**Given information**
========================================
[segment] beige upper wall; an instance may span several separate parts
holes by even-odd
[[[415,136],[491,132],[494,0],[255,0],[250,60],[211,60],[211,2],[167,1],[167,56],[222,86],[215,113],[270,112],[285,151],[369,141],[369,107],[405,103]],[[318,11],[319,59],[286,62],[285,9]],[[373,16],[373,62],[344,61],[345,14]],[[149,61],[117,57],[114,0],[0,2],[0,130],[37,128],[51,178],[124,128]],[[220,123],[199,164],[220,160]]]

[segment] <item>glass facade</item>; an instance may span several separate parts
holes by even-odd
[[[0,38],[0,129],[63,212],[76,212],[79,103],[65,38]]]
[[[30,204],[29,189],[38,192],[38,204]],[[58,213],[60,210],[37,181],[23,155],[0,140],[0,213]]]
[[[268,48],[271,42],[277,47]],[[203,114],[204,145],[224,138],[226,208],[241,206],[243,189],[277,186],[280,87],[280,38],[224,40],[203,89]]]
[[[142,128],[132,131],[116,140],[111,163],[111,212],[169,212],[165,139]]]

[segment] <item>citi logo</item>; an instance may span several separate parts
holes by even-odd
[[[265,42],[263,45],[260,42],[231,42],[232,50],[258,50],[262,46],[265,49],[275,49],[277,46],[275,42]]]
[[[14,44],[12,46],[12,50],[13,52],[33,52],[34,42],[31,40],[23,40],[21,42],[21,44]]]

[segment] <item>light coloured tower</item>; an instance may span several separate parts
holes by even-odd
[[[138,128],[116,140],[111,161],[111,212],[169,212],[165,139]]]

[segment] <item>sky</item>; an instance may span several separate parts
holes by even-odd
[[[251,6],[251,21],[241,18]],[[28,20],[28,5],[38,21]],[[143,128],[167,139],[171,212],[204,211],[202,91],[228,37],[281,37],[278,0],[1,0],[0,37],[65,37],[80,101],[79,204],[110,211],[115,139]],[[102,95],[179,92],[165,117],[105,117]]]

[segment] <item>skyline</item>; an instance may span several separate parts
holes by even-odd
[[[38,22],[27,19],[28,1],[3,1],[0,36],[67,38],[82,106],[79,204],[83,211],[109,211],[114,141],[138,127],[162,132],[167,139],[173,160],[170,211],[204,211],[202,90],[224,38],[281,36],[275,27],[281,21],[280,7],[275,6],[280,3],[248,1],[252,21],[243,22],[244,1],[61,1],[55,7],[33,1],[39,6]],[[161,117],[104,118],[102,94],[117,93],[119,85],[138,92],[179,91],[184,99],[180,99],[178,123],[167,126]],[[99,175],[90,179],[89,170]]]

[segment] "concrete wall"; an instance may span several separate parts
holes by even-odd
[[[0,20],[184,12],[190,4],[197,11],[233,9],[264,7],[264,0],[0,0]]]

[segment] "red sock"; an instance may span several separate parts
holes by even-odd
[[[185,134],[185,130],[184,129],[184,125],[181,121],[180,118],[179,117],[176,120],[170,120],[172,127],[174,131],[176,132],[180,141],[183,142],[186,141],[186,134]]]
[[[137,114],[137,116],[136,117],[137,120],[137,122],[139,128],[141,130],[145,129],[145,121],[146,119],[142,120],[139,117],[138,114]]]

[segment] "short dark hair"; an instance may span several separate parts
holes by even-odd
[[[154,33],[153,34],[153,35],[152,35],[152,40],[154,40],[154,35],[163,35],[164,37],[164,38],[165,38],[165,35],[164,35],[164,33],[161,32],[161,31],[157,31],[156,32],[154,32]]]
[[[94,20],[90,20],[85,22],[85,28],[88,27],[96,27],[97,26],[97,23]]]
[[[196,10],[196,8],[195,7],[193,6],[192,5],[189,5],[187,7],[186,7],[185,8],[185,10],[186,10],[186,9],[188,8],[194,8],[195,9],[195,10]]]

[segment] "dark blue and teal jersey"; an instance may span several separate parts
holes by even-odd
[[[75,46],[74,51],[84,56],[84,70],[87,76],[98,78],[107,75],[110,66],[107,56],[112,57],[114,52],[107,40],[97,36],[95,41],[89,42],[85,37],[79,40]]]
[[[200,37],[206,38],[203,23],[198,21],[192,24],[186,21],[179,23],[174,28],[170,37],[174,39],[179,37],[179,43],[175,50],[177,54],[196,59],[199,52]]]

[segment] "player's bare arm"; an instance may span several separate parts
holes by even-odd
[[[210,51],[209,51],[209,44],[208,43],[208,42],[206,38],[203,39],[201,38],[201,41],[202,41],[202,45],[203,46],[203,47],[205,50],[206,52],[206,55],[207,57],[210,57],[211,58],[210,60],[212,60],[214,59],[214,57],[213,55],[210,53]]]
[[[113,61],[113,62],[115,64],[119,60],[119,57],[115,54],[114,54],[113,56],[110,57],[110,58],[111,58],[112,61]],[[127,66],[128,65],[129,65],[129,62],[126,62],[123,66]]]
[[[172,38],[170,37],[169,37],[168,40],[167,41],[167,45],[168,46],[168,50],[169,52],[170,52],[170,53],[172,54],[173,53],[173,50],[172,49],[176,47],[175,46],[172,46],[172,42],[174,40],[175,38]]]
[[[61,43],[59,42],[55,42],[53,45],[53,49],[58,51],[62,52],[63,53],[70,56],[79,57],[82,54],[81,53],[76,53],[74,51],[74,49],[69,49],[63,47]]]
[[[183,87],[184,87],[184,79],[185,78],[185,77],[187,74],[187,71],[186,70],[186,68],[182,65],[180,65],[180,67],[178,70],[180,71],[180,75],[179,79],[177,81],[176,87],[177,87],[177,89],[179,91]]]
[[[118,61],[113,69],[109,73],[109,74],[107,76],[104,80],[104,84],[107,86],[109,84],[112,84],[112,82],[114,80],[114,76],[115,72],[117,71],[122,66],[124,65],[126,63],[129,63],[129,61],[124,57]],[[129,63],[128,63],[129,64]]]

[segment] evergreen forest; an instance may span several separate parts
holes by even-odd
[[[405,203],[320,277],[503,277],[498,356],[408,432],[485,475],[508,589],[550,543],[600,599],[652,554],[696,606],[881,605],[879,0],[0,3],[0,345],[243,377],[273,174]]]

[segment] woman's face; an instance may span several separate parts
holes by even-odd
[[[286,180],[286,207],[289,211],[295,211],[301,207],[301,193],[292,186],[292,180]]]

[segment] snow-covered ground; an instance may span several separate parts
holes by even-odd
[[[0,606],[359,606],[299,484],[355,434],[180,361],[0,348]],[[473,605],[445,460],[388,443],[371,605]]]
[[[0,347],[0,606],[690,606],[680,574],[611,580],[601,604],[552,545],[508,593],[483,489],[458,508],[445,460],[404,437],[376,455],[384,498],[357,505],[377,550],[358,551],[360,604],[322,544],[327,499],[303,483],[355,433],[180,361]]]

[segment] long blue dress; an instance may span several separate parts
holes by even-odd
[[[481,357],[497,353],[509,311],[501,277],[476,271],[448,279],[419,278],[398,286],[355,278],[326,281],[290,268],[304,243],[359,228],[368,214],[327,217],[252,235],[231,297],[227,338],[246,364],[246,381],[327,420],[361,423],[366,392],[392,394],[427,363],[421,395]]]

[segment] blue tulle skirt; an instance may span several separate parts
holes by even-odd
========================================
**Request**
Rewrite the lines from the one containing "[segment] long blue" through the last line, putting "object" wherever "instance" appears and leaving everything else unchanged. Give only those lines.

**Solution to this exercise**
[segment] long blue dress; an object may span several separate parts
holes by even-odd
[[[481,357],[497,353],[509,311],[501,277],[476,271],[448,279],[419,278],[398,286],[355,278],[326,281],[290,268],[304,243],[359,228],[368,214],[327,217],[252,235],[231,297],[227,338],[246,364],[246,381],[327,420],[361,423],[366,392],[392,394],[427,363],[421,395]]]

[segment] blue tulle skirt; an object may span several separate parts
holes by even-odd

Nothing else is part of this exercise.